Se a expressão Ffff Aaaaaa Baccarat não é susceptível de registo por conter indicações que possam servir para designar o determinado tipo de jogo, o sinal nominativo FAB, embora consistente na sigla de Ffff Aaaaaa Baccarat, não é conotada pelo cidadão comum como uma expressão respeitante à designação indicativa da espécie e qualidade dos produtos e serviços a que se destina. Portanto o sinal FAB tem capacidade distintiva de produtos e serviços a que se destina individualizar e é susceptível de protecção, face ao disposto no artº 199º/1-b) do RJPI.


O relator


Lai Kin Hong

Processo nº 180/2015


Acordam em conferência na Secção Cível e Administrativa no Tribunal de Segunda Instância da RAEM:

I

No âmbito dos autos do recurso jurisdicional na matéria de propriedade industrial, registado sob o nº CV3-14-0014-CRJ, do 3º Juízo Cível do Tribunal Judicial de Base, foi proferida a seguinte sentença:
I - RELATÓRIO
  LLL VVVVV SSSSS CORP. ("LVS"), sociedade comercial com sede em xxxx ......, ......, ...... xxxxx, USA,
  inconformada com a decisão da Direcção dos Serviços de Economia que indeferiu o registo da marca N/XXXXX, vem, ao abrigo do art°275°, dela interpor recurso.
  Apresenta as seguintes conclusões:
a) A marca a que se reporta o pedido de registo N/XXXXX é uma nominativa, composta por uma sigla, FAB.
b) A decisão recorrida aponta à marca FAB falta de distintividade, porque corresponde a um tipo de jogo, caindo na alçada das alíneas b) e c) do n.º1 do artigo 199.° do RJPI.

O que se pede - De acordo com o excerto selecionado, por que razão o sinal FAB é suscetível de proteção, ao contrário da expressão Ffff Aaaaaa Baccarat? Responda em uma a três frases.

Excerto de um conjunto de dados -
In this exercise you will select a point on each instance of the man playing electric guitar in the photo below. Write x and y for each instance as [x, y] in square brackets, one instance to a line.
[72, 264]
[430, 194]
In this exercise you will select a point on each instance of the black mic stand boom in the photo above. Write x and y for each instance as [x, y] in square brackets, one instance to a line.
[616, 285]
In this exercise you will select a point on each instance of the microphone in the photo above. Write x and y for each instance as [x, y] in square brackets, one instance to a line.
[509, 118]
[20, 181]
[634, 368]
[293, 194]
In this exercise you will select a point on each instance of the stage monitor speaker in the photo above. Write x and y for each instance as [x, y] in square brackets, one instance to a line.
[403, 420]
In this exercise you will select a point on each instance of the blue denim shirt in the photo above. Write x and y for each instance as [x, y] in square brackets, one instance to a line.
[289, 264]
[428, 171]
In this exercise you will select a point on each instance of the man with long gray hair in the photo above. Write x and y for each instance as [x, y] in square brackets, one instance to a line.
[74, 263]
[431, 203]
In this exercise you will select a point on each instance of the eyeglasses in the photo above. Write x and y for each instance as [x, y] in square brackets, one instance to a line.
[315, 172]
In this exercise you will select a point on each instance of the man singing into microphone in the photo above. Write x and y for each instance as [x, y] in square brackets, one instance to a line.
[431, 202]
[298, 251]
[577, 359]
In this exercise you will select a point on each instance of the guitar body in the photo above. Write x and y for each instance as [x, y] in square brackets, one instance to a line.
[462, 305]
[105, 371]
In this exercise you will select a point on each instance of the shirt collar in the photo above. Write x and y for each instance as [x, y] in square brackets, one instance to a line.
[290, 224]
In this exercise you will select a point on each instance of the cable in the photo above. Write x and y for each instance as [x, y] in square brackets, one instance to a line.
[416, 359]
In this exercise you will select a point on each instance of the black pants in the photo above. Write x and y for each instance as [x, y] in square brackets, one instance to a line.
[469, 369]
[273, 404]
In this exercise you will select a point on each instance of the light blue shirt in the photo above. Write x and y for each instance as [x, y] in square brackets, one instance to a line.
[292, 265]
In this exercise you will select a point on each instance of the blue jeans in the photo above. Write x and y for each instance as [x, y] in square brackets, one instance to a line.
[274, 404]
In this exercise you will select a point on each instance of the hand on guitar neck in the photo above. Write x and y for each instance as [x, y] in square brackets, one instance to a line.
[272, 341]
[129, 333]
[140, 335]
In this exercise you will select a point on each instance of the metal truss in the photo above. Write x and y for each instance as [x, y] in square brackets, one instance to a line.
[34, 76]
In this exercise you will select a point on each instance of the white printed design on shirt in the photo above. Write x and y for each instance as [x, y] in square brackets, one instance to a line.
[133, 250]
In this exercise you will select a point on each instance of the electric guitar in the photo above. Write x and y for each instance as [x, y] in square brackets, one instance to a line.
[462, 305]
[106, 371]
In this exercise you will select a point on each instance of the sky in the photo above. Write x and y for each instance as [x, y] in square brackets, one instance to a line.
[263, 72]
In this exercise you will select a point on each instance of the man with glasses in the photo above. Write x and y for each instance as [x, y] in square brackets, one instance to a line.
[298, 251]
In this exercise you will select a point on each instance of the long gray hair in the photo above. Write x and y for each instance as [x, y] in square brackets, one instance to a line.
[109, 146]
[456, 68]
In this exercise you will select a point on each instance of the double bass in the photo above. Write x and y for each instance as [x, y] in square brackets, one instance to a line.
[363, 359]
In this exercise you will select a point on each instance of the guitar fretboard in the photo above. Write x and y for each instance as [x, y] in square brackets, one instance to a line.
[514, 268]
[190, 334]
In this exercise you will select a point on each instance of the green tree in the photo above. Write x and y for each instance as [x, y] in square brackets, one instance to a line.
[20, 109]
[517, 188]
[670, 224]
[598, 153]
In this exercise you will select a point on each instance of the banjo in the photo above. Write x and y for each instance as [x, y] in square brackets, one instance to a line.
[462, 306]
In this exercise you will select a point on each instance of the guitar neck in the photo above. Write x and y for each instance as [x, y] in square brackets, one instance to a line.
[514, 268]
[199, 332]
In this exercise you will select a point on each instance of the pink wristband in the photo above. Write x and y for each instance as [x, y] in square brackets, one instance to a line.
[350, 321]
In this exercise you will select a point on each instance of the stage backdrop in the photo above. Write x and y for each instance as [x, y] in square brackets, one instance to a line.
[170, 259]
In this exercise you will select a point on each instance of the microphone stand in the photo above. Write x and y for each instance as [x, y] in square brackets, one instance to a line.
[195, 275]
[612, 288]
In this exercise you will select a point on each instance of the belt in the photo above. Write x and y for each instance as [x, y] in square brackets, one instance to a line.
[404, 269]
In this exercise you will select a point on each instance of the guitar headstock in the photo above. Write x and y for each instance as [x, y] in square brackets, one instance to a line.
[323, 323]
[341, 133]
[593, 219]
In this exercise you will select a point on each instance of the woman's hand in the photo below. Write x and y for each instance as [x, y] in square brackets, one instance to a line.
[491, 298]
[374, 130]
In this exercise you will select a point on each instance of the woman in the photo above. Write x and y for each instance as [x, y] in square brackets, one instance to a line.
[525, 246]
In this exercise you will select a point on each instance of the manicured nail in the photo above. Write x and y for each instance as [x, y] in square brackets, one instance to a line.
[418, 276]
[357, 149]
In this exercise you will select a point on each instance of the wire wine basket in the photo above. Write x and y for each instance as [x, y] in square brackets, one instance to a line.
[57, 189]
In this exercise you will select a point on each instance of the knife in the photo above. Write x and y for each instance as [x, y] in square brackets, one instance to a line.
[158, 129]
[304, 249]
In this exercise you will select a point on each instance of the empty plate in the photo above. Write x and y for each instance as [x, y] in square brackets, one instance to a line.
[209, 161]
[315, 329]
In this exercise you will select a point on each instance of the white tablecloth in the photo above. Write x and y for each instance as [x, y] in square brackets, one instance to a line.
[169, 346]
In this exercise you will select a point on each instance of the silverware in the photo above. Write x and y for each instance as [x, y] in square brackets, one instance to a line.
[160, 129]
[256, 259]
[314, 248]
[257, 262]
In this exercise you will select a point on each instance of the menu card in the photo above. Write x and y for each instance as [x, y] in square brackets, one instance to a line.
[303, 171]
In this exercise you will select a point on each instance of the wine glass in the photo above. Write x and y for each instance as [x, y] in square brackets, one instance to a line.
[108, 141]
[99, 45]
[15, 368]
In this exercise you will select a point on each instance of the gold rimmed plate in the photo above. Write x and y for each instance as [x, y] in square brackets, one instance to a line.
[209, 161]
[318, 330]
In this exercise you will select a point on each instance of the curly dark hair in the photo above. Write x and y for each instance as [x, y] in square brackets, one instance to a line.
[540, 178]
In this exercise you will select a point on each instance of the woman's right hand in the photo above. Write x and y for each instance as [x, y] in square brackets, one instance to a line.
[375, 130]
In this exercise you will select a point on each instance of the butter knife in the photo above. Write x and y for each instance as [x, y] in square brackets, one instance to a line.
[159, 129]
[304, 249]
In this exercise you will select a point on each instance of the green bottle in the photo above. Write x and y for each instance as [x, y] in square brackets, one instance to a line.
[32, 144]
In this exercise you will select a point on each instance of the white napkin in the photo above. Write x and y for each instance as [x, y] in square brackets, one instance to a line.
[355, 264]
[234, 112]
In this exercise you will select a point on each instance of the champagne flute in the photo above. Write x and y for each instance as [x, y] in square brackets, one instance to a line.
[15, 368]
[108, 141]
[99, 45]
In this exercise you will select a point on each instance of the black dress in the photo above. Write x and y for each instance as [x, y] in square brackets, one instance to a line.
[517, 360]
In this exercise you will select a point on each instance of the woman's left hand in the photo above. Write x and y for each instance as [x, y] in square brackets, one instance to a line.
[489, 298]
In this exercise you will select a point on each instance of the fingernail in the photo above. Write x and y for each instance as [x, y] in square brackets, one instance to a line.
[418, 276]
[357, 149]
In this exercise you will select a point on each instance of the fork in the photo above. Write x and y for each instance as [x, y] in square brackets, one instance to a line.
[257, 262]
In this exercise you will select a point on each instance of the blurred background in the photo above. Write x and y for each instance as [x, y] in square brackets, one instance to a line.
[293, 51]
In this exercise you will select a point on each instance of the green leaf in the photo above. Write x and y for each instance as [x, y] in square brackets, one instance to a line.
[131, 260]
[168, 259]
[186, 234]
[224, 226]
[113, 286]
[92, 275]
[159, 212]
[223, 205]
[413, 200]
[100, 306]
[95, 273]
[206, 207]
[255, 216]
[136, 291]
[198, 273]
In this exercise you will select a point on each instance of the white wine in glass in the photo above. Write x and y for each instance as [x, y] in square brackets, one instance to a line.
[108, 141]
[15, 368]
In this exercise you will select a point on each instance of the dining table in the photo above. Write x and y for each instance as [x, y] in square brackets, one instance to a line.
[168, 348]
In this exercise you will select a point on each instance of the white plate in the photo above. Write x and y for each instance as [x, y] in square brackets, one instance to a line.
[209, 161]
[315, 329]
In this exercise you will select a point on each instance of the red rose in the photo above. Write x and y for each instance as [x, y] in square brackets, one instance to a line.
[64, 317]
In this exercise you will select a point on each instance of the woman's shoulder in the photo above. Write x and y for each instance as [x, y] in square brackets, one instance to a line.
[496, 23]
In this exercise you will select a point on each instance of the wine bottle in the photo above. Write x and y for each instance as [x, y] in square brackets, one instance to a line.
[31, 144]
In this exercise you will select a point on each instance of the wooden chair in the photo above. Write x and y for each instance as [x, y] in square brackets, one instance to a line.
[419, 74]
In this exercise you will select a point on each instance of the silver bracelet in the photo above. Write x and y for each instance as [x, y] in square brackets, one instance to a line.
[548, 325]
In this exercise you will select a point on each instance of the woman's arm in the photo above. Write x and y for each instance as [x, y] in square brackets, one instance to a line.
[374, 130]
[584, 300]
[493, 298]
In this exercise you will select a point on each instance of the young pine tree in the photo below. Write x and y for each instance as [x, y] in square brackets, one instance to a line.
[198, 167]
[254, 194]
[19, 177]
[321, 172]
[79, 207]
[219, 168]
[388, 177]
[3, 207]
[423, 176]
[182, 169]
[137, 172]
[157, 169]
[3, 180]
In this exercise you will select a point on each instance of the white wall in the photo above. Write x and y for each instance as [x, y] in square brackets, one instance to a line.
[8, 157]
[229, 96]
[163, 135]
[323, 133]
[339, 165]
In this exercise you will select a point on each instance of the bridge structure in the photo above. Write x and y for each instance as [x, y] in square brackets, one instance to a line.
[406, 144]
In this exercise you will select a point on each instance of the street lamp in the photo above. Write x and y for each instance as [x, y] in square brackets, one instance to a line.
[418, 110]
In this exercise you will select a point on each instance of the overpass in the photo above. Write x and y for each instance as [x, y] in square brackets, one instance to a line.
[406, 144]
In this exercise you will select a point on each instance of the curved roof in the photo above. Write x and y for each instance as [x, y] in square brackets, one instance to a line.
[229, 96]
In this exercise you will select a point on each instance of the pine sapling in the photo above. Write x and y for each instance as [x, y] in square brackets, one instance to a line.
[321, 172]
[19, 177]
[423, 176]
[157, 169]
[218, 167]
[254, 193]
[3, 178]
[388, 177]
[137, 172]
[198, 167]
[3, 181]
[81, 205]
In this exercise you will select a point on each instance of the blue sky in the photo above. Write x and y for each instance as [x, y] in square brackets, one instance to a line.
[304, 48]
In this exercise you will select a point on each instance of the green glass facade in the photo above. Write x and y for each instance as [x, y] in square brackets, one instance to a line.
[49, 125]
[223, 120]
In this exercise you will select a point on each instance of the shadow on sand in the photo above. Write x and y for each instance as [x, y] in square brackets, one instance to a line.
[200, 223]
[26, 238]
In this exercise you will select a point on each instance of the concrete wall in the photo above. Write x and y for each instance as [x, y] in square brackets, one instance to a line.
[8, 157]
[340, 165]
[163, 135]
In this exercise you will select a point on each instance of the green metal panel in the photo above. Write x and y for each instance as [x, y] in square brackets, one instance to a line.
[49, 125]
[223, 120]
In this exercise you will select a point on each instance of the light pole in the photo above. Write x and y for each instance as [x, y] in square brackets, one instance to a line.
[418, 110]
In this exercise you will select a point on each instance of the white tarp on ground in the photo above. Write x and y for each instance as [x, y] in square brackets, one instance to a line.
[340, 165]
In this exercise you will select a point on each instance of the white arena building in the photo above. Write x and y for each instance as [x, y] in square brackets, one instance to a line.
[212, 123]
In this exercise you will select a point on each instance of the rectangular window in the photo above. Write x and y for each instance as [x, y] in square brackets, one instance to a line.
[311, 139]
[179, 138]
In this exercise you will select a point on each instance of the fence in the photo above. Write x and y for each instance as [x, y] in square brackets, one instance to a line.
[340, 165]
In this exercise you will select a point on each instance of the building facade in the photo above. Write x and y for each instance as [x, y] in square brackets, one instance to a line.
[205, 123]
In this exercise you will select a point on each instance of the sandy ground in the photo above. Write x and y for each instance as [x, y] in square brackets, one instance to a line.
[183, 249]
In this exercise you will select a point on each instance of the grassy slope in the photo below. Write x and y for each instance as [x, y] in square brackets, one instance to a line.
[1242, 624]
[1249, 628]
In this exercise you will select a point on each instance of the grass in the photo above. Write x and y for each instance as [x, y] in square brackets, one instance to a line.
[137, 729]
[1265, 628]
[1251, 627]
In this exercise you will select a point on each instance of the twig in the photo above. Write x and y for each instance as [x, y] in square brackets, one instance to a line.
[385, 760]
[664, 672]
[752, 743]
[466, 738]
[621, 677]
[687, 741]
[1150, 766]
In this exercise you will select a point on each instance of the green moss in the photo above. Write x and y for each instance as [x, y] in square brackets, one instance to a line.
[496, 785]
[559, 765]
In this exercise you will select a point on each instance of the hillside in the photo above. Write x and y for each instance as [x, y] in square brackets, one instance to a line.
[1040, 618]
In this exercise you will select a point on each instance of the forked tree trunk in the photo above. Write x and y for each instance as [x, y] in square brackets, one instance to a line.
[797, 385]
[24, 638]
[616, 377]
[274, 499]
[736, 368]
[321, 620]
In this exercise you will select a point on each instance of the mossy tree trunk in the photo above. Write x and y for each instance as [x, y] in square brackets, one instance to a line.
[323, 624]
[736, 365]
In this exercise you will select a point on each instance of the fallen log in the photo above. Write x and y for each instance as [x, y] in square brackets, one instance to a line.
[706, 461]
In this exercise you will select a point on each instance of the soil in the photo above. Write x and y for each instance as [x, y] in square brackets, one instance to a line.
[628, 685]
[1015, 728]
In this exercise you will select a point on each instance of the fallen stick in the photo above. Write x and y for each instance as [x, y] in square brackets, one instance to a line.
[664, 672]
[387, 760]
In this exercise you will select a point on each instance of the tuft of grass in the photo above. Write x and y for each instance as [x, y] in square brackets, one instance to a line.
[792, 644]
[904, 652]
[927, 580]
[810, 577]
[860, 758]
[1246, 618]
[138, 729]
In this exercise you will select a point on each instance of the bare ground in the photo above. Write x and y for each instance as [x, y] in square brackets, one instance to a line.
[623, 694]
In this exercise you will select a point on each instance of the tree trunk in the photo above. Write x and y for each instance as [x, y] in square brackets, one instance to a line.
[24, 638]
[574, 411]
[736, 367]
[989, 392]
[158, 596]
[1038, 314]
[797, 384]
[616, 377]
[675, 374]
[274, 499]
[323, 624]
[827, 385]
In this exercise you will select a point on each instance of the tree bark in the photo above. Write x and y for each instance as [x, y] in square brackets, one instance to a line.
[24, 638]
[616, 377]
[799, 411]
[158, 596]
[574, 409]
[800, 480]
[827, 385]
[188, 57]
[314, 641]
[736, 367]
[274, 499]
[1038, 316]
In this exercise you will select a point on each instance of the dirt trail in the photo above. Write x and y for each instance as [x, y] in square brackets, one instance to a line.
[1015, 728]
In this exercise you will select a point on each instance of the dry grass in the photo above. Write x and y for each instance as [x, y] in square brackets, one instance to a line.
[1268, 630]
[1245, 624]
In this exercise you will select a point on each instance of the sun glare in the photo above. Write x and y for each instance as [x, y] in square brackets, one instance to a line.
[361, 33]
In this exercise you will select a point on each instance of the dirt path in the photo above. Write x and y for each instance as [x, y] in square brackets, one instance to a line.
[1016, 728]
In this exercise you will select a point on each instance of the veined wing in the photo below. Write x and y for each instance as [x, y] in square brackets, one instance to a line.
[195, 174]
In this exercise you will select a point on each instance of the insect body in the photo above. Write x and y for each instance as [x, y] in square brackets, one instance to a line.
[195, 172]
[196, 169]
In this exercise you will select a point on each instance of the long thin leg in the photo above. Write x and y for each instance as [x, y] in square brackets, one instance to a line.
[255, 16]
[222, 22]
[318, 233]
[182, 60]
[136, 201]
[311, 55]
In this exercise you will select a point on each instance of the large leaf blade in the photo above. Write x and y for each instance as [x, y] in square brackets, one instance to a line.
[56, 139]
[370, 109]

Tarefa resolvida - A expressão Ffff Aaaaaa Baccarat contém indicações que podem servir para designar um tipo de jogo. Já o sinal FAB, embora seja a sua sigla, não é entendido pelo cidadão comum como uma designação da espécie e da qualidade dos produtos e serviços a que se destina. Por isso, FAB tem capacidade distintiva e é suscetível de proteção nos termos do art.º 199.º/1-b) do RJPI.